> **TEXT PASSAGE**
Titled as his 2019 series, “Extra: Filmogram 1-12,” Berensel’s experimental films flash at AVTO with unrelenting intrigue, projecting a kind of insomniac grab that might trigger a flagrant renunciation of time’s passage from its unsuspecting audience. And with a special ear for melding original soundtrack to the soundless moving images on display, speakers set at the foot of the screens blare with unhinged, percussive noise.
The aggressive first impressions styled by Berensel’s background music are reminiscent of that produced by Glenn Ligon for the pair of videos he screened as part of his contribution to the 16th Istanbul Biennial, “Taksim 1 and 2.” And the videography demonstrates an angle on settings that, at once, might seem entirely normal, but when reflected through an artist’s singular recording, becomes otherworldly.
In light of recent creations
Inside each of the quartet of exhibition rooms, trios of monitors are propped up to display the Kurtuluş remix that Berensel devised out of his monolithic field of interests in which he immerses himself. Based in Ankara, the artist was born in Muğla in 1968 and despite a stint lecturing on aesthetics and criticism at Middle East Technical University (METU) in 2013, has generally shied away from entering the spotlights of the art world as a name brand creator.
But where some may take one step back, AVTO leaps two steps forward, sharing with Istanbul an altogether unique approach to the art space model, transforming the normative gallery view with its anti-capitalistic stance steeped in the Milanese milieu in which co-founder Sarp Özer received his education in curatorial studies. For the current show, “Cevdat Kurtuluş,” AVTO and Berensel deep dive into the subconscious imagination of Turkish popular culture.
For their public exhibition, the team AVTO wrote the following: “Scrutinizing how film operates through what is rendered tacit and explicit, ‘Cevat Kurtuluş’ is a visual research project that emanates from the 8 mm film records of theatre and cinema actor Cevat Kurtuluş. The work attempts to shed light on the Yeşilçam Cinema era’s previously off-screen space, imaginary-space, labor-space obscured by the camera.”
The films of Kurtuluş invite seers into a world that, until Berensel embarked on his investigatory practice, has remained largely invisible. There is a clarity to his moments of capture, suffused with a candid honesty that enshrines them as valuable documents in the history of Turkey’s cultural sector. In Berensel’s hands, the environments in which film professionals worked and lived in the mid-20th century Istanbul are freshly reevaluated.
There is an abundance of the slapstick creative energy that burst around Kurtuluş as his light-hearted presence showered those around him with a positive levity that appeared to instill coworkers and family alike with buoyant happiness. Despite the gravity of the political situations that were then curtaining Turkish citizens behind the walls and fears of the Cold War, the Yeşilçam era of cinema retorted a powerful, tragicomic mockery of the human condition.

> **DATASET EXCERPTS**
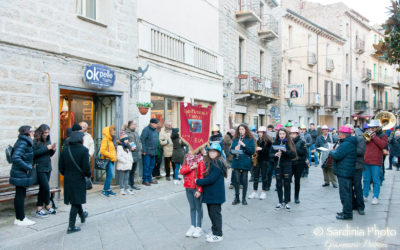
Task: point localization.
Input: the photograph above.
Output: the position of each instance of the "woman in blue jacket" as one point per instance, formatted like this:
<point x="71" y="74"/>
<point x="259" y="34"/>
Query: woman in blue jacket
<point x="242" y="149"/>
<point x="20" y="174"/>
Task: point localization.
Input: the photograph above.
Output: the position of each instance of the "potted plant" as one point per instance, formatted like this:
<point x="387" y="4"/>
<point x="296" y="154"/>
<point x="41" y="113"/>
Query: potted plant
<point x="144" y="107"/>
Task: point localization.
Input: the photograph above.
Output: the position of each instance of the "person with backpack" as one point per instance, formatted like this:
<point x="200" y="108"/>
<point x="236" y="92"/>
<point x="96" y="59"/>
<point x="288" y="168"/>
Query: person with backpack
<point x="43" y="150"/>
<point x="21" y="157"/>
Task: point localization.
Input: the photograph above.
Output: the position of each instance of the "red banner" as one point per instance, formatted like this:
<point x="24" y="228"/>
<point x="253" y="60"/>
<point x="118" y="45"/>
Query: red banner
<point x="195" y="125"/>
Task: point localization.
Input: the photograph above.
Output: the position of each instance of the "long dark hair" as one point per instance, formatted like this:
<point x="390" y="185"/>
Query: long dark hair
<point x="39" y="133"/>
<point x="288" y="139"/>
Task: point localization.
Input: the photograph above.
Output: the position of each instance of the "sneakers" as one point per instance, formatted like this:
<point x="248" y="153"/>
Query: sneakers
<point x="41" y="214"/>
<point x="253" y="195"/>
<point x="214" y="238"/>
<point x="197" y="232"/>
<point x="190" y="231"/>
<point x="24" y="222"/>
<point x="51" y="211"/>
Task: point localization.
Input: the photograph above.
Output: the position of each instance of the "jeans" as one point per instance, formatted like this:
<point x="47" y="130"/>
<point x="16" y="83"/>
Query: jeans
<point x="214" y="211"/>
<point x="358" y="200"/>
<point x="346" y="195"/>
<point x="371" y="172"/>
<point x="19" y="200"/>
<point x="123" y="179"/>
<point x="44" y="189"/>
<point x="312" y="147"/>
<point x="109" y="176"/>
<point x="283" y="182"/>
<point x="176" y="171"/>
<point x="261" y="167"/>
<point x="240" y="178"/>
<point x="196" y="208"/>
<point x="148" y="165"/>
<point x="132" y="174"/>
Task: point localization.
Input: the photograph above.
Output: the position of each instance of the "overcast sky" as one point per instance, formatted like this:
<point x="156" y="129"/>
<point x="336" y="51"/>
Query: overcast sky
<point x="374" y="10"/>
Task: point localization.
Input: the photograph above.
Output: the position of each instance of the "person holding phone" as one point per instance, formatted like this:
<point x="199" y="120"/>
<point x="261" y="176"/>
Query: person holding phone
<point x="43" y="150"/>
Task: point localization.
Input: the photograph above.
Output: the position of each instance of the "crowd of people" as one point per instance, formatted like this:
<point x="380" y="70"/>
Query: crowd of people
<point x="284" y="152"/>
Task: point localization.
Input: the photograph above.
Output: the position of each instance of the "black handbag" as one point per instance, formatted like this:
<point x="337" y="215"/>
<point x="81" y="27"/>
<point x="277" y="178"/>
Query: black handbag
<point x="89" y="184"/>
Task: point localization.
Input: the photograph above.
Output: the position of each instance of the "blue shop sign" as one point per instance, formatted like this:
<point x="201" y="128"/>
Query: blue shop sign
<point x="99" y="76"/>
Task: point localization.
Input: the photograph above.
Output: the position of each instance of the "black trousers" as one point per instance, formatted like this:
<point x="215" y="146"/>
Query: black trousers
<point x="214" y="212"/>
<point x="357" y="191"/>
<point x="297" y="173"/>
<point x="44" y="189"/>
<point x="75" y="209"/>
<point x="345" y="192"/>
<point x="241" y="177"/>
<point x="261" y="167"/>
<point x="132" y="174"/>
<point x="167" y="165"/>
<point x="282" y="176"/>
<point x="19" y="200"/>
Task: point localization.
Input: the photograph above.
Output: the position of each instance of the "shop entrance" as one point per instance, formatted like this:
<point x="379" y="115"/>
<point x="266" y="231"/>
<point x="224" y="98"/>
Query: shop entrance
<point x="98" y="110"/>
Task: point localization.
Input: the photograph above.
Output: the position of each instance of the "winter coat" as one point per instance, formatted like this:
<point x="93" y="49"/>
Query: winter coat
<point x="178" y="153"/>
<point x="287" y="156"/>
<point x="166" y="142"/>
<point x="107" y="148"/>
<point x="22" y="162"/>
<point x="244" y="160"/>
<point x="149" y="139"/>
<point x="42" y="155"/>
<point x="373" y="153"/>
<point x="134" y="137"/>
<point x="301" y="150"/>
<point x="74" y="180"/>
<point x="263" y="154"/>
<point x="213" y="183"/>
<point x="395" y="146"/>
<point x="191" y="175"/>
<point x="124" y="159"/>
<point x="344" y="157"/>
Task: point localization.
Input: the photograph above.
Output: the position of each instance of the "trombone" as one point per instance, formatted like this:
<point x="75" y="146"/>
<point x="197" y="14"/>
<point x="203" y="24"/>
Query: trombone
<point x="387" y="121"/>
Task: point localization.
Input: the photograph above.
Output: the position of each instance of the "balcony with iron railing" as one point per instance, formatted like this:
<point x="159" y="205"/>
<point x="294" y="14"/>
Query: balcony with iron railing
<point x="360" y="106"/>
<point x="248" y="12"/>
<point x="250" y="86"/>
<point x="158" y="43"/>
<point x="268" y="28"/>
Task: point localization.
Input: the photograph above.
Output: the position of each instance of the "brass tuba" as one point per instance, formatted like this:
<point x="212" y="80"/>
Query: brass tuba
<point x="387" y="121"/>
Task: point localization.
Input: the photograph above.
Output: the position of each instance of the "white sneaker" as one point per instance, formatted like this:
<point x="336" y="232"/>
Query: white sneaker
<point x="253" y="195"/>
<point x="24" y="222"/>
<point x="190" y="231"/>
<point x="263" y="196"/>
<point x="215" y="238"/>
<point x="197" y="232"/>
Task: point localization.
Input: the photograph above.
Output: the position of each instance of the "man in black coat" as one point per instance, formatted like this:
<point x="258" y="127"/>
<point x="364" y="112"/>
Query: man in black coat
<point x="75" y="156"/>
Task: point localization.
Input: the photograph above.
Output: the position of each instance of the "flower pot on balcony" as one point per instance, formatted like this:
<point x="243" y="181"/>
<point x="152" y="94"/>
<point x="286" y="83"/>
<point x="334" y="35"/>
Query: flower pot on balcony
<point x="143" y="110"/>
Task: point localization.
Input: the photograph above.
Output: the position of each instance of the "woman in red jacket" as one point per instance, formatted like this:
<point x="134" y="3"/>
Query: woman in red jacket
<point x="193" y="168"/>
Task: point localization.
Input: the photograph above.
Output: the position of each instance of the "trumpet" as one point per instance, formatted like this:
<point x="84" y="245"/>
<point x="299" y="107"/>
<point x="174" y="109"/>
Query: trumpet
<point x="387" y="121"/>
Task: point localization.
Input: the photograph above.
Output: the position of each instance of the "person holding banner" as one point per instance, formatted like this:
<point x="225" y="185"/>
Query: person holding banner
<point x="243" y="147"/>
<point x="283" y="152"/>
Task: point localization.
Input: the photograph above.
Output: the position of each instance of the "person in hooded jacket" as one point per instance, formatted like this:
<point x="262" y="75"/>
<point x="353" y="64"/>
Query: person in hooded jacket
<point x="75" y="155"/>
<point x="283" y="160"/>
<point x="43" y="150"/>
<point x="300" y="163"/>
<point x="20" y="173"/>
<point x="344" y="160"/>
<point x="243" y="147"/>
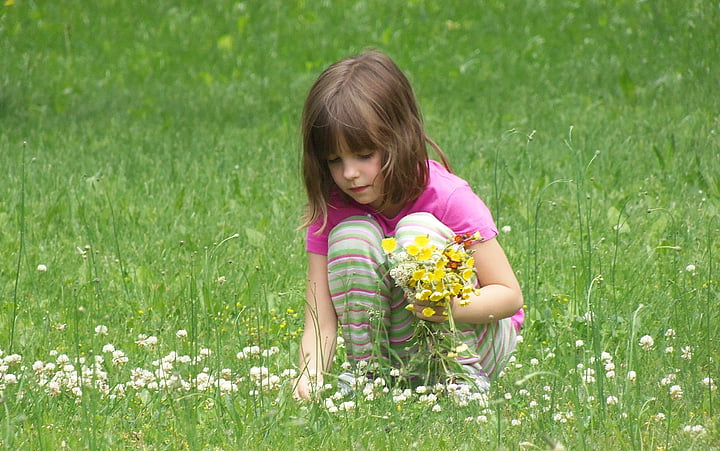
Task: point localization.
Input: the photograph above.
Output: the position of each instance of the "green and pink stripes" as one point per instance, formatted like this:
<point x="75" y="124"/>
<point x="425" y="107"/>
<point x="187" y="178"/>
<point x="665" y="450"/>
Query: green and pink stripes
<point x="371" y="309"/>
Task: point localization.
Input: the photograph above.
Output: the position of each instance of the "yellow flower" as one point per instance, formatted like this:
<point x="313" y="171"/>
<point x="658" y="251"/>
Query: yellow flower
<point x="389" y="245"/>
<point x="419" y="274"/>
<point x="456" y="288"/>
<point x="437" y="275"/>
<point x="467" y="274"/>
<point x="426" y="253"/>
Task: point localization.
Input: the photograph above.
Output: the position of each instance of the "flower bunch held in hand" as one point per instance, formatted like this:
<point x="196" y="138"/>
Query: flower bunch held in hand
<point x="433" y="276"/>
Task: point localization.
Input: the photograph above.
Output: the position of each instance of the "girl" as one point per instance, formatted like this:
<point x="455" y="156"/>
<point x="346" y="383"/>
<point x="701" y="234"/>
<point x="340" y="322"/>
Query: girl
<point x="367" y="176"/>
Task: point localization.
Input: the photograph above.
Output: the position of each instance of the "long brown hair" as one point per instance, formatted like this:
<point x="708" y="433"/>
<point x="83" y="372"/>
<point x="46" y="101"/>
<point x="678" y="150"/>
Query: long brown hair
<point x="364" y="102"/>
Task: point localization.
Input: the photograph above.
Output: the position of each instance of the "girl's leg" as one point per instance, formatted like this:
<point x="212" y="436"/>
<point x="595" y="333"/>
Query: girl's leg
<point x="363" y="294"/>
<point x="493" y="342"/>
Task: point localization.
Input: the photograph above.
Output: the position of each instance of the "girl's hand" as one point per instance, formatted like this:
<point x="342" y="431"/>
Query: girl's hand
<point x="421" y="308"/>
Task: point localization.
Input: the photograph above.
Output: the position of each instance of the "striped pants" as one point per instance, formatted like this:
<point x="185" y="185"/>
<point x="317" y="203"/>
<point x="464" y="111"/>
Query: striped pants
<point x="370" y="307"/>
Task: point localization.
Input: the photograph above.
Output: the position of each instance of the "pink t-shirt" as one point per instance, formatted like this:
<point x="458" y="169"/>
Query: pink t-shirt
<point x="447" y="197"/>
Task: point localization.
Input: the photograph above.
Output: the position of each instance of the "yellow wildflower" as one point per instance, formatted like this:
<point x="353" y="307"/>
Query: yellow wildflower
<point x="425" y="253"/>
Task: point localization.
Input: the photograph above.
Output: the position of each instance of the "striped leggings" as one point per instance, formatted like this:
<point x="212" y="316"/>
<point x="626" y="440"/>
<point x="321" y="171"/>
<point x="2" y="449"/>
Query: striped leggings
<point x="370" y="307"/>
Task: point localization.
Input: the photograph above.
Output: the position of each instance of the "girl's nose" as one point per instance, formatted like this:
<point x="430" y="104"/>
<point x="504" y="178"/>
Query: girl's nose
<point x="350" y="171"/>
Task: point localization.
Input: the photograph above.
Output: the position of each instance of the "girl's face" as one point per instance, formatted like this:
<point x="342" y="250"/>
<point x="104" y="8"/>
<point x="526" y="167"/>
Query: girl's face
<point x="358" y="175"/>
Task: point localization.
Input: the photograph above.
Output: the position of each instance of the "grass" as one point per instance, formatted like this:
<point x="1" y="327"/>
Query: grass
<point x="150" y="163"/>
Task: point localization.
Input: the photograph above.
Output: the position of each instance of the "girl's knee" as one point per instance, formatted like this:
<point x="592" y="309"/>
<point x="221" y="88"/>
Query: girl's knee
<point x="422" y="224"/>
<point x="357" y="234"/>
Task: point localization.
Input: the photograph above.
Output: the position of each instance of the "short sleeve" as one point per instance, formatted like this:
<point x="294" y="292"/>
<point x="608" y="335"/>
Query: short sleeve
<point x="465" y="212"/>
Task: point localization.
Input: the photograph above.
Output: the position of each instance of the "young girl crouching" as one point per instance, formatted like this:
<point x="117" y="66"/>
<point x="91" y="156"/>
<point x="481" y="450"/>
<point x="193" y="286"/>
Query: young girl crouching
<point x="368" y="177"/>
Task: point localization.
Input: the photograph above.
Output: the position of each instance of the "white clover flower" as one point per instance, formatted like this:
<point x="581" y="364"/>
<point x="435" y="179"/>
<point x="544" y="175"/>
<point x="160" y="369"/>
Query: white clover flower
<point x="687" y="352"/>
<point x="646" y="342"/>
<point x="588" y="375"/>
<point x="101" y="330"/>
<point x="676" y="392"/>
<point x="708" y="382"/>
<point x="695" y="431"/>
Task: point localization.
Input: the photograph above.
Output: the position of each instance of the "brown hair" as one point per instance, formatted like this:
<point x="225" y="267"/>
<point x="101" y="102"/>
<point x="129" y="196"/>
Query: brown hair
<point x="364" y="102"/>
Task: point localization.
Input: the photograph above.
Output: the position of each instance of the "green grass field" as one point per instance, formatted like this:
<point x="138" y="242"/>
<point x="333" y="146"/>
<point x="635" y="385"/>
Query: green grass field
<point x="151" y="273"/>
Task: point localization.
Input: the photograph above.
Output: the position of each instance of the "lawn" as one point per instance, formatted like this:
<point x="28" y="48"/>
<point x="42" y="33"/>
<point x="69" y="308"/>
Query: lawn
<point x="152" y="272"/>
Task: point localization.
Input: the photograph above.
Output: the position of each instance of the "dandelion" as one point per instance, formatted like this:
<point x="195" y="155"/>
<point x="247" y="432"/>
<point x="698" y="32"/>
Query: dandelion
<point x="646" y="342"/>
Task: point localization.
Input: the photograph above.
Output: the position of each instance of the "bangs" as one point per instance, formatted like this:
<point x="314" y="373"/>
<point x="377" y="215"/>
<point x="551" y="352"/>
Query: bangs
<point x="346" y="126"/>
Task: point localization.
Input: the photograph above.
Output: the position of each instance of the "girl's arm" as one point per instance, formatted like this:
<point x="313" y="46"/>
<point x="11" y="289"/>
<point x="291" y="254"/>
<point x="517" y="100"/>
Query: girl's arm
<point x="500" y="295"/>
<point x="317" y="346"/>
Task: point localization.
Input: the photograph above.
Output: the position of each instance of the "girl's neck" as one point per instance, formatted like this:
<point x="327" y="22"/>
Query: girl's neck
<point x="392" y="211"/>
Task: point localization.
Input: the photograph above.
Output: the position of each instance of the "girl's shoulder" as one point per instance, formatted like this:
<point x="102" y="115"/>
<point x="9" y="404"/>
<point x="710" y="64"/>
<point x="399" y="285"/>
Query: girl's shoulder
<point x="442" y="182"/>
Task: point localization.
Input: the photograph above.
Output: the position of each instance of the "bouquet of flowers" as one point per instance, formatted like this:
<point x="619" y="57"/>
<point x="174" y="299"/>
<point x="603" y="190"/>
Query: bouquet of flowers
<point x="435" y="277"/>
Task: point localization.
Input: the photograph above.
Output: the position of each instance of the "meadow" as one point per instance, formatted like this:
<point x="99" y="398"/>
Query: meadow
<point x="151" y="269"/>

> **TASK DIRECTIONS**
According to the review of Berensel's exhibition, where and in what year was the artist born? Leave the data aside; it plays no role here.

> **SOLUTION**
In Muğla, in 1968.